Coordinate labeling data:

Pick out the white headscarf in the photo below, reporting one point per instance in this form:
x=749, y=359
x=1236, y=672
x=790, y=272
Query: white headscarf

What to produce: Change "headscarf" to "head covering" wherever it occurs in the lines above, keep everything else the same, and write out the lines again.

Output for this task:
Pick out the white head covering in the photo below, reporting one point per instance in this form:
x=749, y=359
x=1236, y=672
x=790, y=272
Query: white head covering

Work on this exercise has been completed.